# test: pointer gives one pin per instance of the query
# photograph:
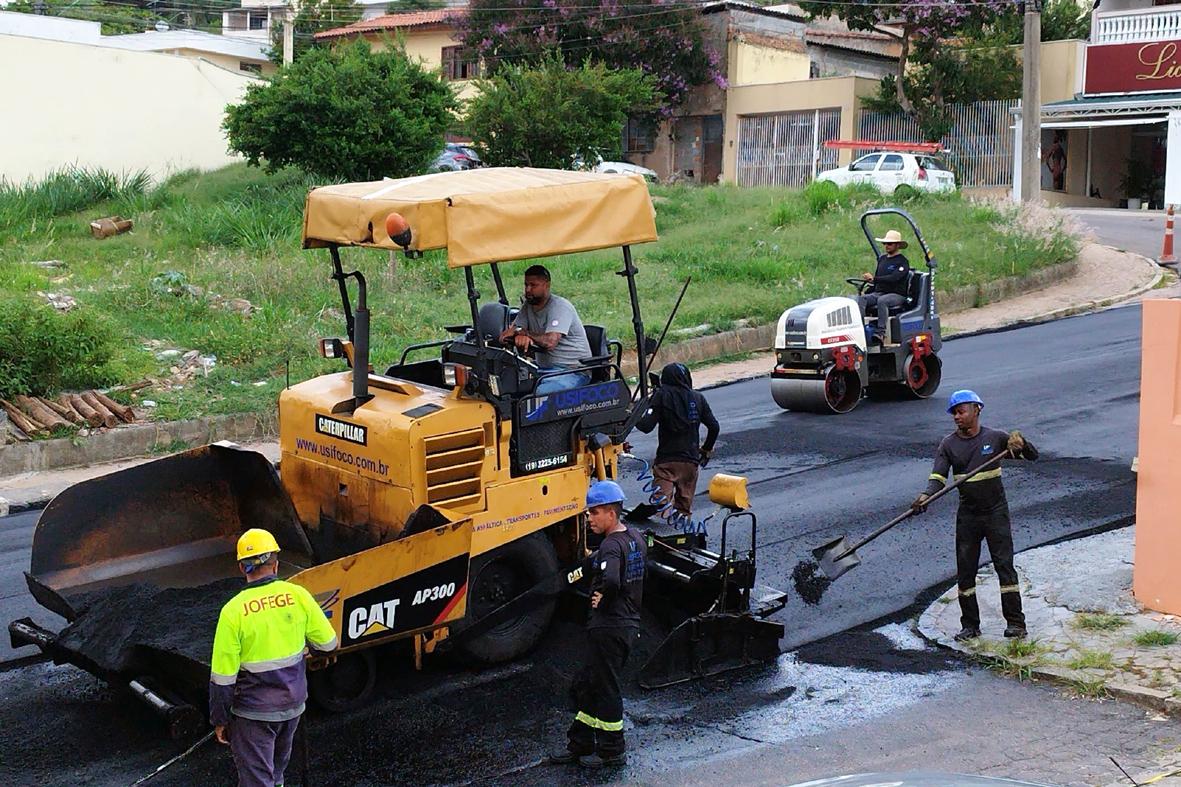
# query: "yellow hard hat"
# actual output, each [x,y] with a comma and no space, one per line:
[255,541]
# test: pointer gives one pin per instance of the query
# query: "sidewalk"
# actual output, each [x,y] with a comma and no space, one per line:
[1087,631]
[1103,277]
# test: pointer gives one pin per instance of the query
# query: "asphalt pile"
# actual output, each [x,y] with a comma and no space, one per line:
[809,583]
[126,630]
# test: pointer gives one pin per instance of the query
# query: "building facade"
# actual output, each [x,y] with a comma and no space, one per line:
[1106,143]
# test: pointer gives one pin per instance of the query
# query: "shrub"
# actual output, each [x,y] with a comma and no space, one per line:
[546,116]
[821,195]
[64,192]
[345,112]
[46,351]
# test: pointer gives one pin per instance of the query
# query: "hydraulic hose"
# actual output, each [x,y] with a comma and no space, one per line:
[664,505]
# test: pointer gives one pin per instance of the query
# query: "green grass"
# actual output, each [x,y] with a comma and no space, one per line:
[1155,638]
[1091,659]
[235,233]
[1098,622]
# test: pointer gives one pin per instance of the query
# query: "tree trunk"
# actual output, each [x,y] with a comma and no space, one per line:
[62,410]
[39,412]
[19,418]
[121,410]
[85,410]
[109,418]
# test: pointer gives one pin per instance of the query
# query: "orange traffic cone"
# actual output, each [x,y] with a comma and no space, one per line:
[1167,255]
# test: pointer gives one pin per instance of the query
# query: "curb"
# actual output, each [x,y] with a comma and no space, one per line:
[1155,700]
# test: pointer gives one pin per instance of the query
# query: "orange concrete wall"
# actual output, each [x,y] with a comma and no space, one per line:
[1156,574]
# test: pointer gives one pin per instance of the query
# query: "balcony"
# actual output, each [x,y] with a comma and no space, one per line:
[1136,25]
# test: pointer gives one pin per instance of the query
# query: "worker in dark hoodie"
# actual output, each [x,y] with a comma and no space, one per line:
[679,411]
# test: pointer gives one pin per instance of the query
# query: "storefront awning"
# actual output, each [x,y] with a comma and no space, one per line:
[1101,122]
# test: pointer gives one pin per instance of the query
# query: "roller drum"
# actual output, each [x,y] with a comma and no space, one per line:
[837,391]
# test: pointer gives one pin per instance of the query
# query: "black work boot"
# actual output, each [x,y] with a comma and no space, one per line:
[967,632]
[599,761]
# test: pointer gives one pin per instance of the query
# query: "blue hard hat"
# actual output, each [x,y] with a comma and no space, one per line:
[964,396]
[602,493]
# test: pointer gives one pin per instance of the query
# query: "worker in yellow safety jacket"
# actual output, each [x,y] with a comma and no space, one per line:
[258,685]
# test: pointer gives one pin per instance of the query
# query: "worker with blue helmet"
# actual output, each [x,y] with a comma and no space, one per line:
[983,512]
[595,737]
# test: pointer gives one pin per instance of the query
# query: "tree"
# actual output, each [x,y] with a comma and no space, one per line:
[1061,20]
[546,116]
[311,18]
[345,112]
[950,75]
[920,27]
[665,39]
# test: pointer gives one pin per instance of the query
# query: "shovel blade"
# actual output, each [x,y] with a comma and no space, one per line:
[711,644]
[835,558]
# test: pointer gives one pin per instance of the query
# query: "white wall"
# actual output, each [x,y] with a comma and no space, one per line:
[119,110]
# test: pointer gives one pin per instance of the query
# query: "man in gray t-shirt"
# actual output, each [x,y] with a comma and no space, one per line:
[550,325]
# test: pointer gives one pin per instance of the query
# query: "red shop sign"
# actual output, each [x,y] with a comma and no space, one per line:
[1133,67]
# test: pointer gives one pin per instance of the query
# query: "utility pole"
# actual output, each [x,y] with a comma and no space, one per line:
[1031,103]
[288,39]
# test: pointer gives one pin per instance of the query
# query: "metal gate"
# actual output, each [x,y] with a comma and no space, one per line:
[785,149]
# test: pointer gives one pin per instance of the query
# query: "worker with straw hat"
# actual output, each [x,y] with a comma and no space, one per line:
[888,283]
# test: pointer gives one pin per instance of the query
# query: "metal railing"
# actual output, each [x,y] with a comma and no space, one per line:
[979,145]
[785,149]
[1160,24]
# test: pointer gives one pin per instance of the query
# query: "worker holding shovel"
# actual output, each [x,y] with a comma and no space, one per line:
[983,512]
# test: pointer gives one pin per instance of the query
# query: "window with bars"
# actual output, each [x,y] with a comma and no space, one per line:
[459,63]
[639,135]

------------------------

■ EXERCISE INSTRUCTIONS
Repeat the listing in full and exactly. Do not include any images.

■ TASK ANSWER
# test: pointer gives one pin per instance of the query
# photograph:
# query: "yellow hard hat"
# actual output, each [x,y] with a comma and no space, one per line:
[255,541]
# test: pointer gives one pin per instance of the query
# query: "sidewalk"
# actual output, each [x,y] with a comma and no space, one per line:
[1087,631]
[1103,277]
# test: pointer gives one pin per instance of the query
# query: "asphalt pile"
# actual output, each [x,y] with a comma and no space, one per line:
[809,583]
[126,630]
# test: pointer gives one pin per instance of the query
# query: "building facade"
# actual output, each [x,y] with a comma and no space, one per line:
[1106,143]
# test: pointer gives one pin per instance of the query
# query: "shrub"
# actual output, each [x,y] with a comma and no space, one per line:
[546,116]
[821,195]
[64,192]
[345,112]
[46,351]
# test: pointer gives one pin per instance of the query
# query: "hydraulic hose"
# actual output, each [x,y] with a comma and no space, one per line:
[664,505]
# test: pointer gives one pin per instance of the query
# query: "green grass"
# actual output, each [x,y] with a comma and no space, one per line:
[1155,638]
[1091,659]
[235,233]
[1098,622]
# test: pointer gives one pin per instance of the query
# query: "tree trunk"
# actual output, each [x,y] with a comma and no space, one per line:
[62,410]
[39,412]
[19,418]
[121,410]
[85,410]
[109,418]
# test: pointer gives one pin per instance of the query
# query: "orange traffic cone"
# actual output, each [x,y] with a comma and no space, one per line:
[1167,255]
# test: pointer gives one pin per instance of the query
# query: "curb"
# actual output, each [x,y] with a comma and no space, one per line:
[1155,700]
# test: pointer gives one pin per instance of the query
# query: "orange concrete wall"
# actual output, each [x,y] with a comma and no space, one per line:
[1156,574]
# test: pointer gives one pin per instance of the query
# query: "balcony"
# actual output, each [x,y] with a comma and no space, one per line:
[1136,25]
# test: pointer gives one pin per instance of the query
# query: "worker in dark hoodie"
# actual output, each [x,y] with a comma and no space, one per line:
[679,411]
# test: pointer gives one pin per instance of the query
# query: "storefront awning"
# actual output, each [x,y] with a comma and no space, one per line:
[1101,122]
# test: pointer gives one pin per instance of the query
# query: "roller drum"
# actual output, each [x,y] with a comma and no space, one per line:
[837,391]
# test: pointer gives one pin per instance of the query
# query: "black work boot"
# actual output, each [x,y] with a comma and no space, one per line:
[967,632]
[599,761]
# test: pointer gives one pin per instance of the query
# query: "blue hard hat"
# actual output, each [x,y] with a comma and no space, one per line:
[964,396]
[602,493]
# test: pointer gives one pin per instance of the query
# query: "worker in yellow safety jacket"
# actual output, each [x,y] with a comma and no space, one per line:
[258,685]
# test: pointer gives one pin per instance of the query
# query: "worker with blue helmet"
# actual output, each [x,y] with a comma and no space, one per line:
[983,512]
[595,737]
# test: pointer gives one pin per instance of the query
# query: "tree"
# actual output, each [x,y] with a comma and no space, one per line:
[1061,20]
[546,116]
[311,18]
[345,112]
[950,75]
[920,27]
[665,39]
# test: pointer gives one pin per instance of the query
# query: "shovel blade"
# actual output, each [x,y] with a comma and no space, one per line:
[711,644]
[835,558]
# test: pointer gives one pin per instance of the query
# query: "white wall"
# actual output, each [x,y] with a comma and no space, one per line:
[119,110]
# test: pointer gives one pin per instance of the query
# query: "man in gray t-shirt"
# actual output, each [x,y] with a comma and no space, one per line:
[550,325]
# test: pointer gives one pin per instance of the query
# query: "red shop sign"
# actual output, each [x,y] with a comma and no space, one per line:
[1133,67]
# test: pointer gives one pin per instance of the query
# query: "utility pole"
# actual output, each [x,y] with a comma and no space, one per line:
[1031,103]
[288,39]
# test: pointer gives one pin per instance of the query
# query: "metal gate"
# actual output, each [x,y] with a comma and no space, one per line:
[785,149]
# test: pointer gives one pin per instance of the query
# query: "worker with straw hat"
# actual output, each [x,y] with a comma and no space, one per line:
[888,283]
# test: pointer gives one pin per instance of the query
# query: "metal railing"
# actual output, each [x,y] with a comma and no space, one per line:
[979,145]
[785,149]
[1160,24]
# test: pointer gives one pin per instance of the query
# query: "worker holding shovel"
# actual output, each [x,y] with a comma and no space, one per line:
[983,512]
# test: pointer gives one pin per instance of the query
# query: "window with bars"
# actual output, each [x,y] with a comma and no space, one per line:
[459,63]
[639,135]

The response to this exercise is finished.